[Entries drawn from a collection]
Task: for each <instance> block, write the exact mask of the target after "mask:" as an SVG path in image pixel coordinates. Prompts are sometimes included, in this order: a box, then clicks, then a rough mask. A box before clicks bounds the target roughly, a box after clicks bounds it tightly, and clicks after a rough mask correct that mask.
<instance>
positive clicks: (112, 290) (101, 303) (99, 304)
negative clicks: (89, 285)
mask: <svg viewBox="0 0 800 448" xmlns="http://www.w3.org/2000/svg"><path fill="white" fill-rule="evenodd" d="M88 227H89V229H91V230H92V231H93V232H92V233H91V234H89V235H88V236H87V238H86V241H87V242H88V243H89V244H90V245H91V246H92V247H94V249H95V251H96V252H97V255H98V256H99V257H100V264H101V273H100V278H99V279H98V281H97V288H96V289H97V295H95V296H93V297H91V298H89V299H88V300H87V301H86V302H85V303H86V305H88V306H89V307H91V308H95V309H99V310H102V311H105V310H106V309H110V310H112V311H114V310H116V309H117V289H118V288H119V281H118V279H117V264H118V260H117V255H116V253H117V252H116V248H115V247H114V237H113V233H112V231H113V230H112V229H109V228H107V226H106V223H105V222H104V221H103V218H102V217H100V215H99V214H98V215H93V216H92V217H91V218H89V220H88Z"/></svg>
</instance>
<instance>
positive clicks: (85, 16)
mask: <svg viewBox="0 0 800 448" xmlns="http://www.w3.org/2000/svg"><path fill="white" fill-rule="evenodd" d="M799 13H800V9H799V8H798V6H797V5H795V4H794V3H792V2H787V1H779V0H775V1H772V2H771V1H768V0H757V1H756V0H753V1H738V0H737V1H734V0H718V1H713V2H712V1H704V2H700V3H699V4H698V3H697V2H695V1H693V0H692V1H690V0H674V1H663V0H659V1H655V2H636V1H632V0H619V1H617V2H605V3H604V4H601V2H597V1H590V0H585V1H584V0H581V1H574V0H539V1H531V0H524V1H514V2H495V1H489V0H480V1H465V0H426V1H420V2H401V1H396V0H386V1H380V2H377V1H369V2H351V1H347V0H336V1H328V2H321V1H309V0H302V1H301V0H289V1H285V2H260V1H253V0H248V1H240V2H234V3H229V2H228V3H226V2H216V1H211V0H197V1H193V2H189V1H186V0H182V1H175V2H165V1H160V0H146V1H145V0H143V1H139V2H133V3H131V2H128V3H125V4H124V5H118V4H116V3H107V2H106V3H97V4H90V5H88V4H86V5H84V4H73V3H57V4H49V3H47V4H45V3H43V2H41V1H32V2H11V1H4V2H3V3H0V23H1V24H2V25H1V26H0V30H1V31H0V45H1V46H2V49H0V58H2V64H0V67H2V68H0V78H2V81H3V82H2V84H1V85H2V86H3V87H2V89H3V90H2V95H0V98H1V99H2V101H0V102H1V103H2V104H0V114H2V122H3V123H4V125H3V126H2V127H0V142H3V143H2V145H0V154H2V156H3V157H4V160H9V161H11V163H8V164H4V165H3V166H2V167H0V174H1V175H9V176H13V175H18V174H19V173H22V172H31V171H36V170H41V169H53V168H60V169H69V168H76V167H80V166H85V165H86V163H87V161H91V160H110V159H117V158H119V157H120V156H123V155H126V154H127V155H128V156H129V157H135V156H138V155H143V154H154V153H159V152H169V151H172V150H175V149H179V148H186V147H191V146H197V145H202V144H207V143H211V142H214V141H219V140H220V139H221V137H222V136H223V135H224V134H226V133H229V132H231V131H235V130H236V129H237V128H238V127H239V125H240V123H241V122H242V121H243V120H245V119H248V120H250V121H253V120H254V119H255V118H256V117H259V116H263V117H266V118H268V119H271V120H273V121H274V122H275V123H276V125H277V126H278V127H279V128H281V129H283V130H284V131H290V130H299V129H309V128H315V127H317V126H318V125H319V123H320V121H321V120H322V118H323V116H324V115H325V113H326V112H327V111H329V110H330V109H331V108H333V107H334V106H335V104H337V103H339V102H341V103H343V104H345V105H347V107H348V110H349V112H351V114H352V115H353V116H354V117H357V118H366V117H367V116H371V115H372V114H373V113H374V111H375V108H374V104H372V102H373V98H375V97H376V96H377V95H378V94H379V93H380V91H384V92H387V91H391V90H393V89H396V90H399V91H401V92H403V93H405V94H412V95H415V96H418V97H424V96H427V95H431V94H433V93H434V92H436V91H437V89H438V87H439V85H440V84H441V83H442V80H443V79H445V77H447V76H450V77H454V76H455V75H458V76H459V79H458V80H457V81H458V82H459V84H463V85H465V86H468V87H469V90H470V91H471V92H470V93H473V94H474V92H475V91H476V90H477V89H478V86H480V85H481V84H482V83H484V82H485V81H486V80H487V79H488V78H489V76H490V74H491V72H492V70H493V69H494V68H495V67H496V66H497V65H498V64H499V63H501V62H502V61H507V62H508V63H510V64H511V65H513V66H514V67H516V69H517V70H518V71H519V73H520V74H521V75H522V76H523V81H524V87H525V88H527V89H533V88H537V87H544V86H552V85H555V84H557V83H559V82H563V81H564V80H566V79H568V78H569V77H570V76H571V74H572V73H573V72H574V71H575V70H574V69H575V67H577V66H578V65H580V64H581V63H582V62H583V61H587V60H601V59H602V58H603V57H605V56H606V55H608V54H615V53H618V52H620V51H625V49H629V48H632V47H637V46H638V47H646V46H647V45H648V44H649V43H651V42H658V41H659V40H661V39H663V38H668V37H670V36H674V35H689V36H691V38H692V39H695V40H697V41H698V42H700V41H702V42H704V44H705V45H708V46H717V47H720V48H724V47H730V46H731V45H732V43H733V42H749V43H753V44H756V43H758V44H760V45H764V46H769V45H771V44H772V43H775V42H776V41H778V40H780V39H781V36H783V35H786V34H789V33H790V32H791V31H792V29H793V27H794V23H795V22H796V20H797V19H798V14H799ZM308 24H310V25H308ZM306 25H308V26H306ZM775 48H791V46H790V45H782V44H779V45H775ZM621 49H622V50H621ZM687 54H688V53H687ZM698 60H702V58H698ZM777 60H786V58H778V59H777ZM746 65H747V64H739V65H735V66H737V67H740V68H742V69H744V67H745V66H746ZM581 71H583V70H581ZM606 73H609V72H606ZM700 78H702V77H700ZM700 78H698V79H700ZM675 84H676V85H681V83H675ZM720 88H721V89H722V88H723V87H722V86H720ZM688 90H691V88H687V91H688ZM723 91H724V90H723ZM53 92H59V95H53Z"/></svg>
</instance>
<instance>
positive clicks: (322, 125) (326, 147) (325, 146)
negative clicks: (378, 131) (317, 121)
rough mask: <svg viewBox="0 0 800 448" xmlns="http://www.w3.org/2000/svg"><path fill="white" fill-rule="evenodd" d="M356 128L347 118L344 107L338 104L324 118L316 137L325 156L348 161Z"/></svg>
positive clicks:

Your instructions. Filter the material above down to the lines containing the string "clicks". Copy each such line in full.

Reply to the task.
Task: for each <instance> block, write the exact mask of the target after "mask:" as an SVG path in image pixel coordinates. Prompts are sometimes included, in this order: a box, then clicks, then a rough mask. A box before clicks bounds the target roughly, a box after clicks bounds it tightly, and clicks after a rough mask correct that mask.
positive clicks: (112, 290) (101, 303) (99, 304)
negative clicks: (89, 285)
positive clicks: (85, 16)
positive clicks: (322, 125) (326, 147) (325, 146)
negative clicks: (378, 131) (317, 121)
positive clicks:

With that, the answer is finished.